Set problem »
Would you retype, word for word, the line with "of the round" and every line after it through the end of the records below?

* Begin Input *

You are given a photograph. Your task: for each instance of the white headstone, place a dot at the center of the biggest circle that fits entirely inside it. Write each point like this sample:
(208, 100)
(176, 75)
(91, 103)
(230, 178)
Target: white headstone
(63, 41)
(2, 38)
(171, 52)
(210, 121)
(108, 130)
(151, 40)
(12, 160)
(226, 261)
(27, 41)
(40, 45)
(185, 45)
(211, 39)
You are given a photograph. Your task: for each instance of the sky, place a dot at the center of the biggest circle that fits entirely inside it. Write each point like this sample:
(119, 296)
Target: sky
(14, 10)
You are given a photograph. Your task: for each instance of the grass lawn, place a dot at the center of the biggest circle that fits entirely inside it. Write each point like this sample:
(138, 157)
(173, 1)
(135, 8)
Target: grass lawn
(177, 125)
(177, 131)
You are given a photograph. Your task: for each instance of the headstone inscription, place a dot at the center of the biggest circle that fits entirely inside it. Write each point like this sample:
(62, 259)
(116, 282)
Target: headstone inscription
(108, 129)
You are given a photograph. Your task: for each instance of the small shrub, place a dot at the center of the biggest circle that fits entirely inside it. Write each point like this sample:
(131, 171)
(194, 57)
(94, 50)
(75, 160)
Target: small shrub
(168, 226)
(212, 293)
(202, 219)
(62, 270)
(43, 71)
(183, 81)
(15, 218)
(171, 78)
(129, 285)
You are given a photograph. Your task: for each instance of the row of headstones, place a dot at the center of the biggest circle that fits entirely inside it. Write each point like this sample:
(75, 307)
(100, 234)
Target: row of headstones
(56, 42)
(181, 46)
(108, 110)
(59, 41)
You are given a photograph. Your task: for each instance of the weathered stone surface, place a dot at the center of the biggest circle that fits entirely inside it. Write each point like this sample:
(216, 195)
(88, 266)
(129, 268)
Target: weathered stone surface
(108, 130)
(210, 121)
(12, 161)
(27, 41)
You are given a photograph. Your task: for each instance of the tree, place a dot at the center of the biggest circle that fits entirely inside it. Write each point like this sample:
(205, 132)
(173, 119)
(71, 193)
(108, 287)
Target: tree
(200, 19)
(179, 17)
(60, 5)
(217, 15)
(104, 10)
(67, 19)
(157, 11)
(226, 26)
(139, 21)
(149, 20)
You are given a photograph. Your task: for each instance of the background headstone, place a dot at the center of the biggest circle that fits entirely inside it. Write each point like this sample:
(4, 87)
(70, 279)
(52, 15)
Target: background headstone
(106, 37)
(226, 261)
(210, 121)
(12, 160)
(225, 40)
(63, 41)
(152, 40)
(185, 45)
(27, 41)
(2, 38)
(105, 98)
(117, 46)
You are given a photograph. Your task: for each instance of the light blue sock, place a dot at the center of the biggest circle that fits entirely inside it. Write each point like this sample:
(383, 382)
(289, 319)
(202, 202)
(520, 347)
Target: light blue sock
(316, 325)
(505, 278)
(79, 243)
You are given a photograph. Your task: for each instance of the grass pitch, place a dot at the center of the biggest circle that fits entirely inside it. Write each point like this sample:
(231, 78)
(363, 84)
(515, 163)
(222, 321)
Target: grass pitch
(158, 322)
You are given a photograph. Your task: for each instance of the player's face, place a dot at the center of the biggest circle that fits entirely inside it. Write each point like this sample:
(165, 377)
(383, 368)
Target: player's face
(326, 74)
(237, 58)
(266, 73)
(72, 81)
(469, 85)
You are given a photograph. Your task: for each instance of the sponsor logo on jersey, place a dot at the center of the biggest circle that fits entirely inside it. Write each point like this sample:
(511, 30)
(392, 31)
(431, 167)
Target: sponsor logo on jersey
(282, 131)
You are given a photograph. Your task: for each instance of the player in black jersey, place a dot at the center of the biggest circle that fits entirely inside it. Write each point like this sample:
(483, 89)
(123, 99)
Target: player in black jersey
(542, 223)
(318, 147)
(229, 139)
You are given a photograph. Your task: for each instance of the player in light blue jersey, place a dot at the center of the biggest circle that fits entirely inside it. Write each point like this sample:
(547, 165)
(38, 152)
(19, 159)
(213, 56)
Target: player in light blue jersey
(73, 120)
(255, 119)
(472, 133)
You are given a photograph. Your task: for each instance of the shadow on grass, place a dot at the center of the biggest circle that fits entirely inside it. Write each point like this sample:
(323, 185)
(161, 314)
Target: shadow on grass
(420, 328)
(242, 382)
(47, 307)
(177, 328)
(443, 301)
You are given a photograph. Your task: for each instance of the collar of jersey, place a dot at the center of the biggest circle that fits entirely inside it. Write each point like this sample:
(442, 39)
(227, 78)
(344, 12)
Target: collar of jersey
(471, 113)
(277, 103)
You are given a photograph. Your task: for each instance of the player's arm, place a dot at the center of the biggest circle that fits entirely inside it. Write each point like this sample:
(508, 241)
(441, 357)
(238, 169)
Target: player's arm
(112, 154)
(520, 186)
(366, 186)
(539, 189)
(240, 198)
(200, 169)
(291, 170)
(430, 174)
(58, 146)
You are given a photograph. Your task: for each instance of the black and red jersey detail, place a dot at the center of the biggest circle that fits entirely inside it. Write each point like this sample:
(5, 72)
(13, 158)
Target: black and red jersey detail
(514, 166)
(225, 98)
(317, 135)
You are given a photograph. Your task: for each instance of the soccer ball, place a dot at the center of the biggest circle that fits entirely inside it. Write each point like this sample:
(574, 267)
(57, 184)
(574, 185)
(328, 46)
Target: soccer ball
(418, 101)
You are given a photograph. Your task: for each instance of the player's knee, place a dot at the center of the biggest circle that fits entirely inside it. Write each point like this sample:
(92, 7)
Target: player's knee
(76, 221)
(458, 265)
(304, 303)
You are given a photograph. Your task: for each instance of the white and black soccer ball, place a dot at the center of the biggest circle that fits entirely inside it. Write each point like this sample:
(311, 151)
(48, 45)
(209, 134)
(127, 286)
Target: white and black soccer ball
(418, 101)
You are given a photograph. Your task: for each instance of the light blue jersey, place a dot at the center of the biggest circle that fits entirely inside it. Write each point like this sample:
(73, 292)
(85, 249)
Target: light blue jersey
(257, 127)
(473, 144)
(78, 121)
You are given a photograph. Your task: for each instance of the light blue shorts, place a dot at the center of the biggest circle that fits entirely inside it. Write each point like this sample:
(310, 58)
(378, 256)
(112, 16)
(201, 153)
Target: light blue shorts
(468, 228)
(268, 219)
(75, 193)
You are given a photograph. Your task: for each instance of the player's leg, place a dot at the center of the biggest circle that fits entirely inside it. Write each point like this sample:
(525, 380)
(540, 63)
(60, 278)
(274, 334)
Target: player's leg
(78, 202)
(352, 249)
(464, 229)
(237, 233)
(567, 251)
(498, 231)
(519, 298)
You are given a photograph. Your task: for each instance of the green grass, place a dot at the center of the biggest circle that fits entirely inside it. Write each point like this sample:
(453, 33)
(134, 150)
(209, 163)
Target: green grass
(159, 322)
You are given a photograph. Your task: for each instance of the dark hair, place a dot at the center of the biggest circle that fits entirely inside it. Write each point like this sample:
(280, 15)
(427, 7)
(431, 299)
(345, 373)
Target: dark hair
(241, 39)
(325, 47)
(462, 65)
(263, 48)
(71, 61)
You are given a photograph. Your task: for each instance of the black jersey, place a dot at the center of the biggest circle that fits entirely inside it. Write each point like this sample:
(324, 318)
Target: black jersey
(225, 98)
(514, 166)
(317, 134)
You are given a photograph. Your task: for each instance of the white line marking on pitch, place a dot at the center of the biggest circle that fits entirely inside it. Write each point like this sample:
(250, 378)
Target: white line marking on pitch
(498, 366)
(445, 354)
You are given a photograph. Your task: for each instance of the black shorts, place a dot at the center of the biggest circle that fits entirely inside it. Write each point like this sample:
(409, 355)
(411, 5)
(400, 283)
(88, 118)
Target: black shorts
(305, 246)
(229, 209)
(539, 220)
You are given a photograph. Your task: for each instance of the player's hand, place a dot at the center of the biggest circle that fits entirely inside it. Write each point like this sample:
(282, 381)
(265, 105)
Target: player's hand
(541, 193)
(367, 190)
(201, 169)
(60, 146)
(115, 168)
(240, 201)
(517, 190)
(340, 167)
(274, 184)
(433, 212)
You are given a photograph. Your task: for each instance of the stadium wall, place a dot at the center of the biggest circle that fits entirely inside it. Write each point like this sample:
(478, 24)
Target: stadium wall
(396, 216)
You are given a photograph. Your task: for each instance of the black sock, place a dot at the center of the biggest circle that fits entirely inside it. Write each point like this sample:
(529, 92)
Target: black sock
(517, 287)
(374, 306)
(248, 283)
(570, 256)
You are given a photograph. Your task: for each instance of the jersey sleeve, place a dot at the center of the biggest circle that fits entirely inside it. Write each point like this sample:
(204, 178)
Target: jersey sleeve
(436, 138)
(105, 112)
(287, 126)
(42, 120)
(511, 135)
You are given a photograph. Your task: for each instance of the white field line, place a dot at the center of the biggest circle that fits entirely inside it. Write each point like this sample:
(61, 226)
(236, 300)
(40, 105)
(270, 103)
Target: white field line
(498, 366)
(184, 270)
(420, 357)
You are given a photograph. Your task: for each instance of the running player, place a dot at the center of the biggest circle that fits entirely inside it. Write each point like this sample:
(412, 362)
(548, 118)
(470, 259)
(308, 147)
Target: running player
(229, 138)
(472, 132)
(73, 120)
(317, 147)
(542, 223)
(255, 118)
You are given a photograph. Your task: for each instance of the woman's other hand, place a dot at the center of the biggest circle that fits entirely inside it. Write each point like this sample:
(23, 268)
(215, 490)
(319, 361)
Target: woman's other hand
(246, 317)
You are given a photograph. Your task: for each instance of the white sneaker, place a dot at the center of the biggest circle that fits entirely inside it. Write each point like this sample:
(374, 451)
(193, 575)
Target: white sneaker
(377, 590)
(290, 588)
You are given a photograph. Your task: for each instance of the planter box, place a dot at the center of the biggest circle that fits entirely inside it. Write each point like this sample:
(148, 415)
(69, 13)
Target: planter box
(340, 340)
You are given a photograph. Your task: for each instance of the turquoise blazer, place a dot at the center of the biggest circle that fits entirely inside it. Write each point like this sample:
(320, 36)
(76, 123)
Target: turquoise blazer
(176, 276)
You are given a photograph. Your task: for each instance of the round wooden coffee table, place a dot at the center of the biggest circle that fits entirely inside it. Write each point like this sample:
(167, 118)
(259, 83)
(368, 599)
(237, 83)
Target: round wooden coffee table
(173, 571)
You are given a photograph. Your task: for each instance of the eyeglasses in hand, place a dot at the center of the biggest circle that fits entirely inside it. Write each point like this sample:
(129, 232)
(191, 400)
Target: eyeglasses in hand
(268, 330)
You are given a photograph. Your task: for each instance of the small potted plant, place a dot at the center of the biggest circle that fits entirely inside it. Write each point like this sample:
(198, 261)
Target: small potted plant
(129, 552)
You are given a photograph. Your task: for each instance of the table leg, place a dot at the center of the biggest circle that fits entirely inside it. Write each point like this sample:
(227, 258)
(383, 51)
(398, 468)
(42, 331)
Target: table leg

* End Input *

Written answer »
You are given a photograph. Your task: for each instance of the round wooden coffee table, place a dot at the center of the biggest circle that fits entirely inside it. Write each point like this sample:
(167, 118)
(259, 83)
(368, 599)
(237, 83)
Target: round wooden coffee table
(173, 571)
You are given a photograph. Your task: for each instance of the eyeglasses in hand, place a dot at the center of the biggest circle that fits entirely inside it. Write each point like this sample:
(129, 232)
(191, 400)
Target: eyeglasses in hand
(268, 330)
You are given a photograph. Your task: for each instance of the small potted plant, place a dot at the center of the biggest circle that fits entirely inside it. Write each point like this sample:
(198, 261)
Target: small potted plant
(129, 552)
You are given a photograph. Your task: for each instance of the table leg, place a dot at the center of the biggest circle that fits entirely inside it. Write each point like this sample:
(227, 258)
(383, 51)
(398, 468)
(42, 331)
Target: table leg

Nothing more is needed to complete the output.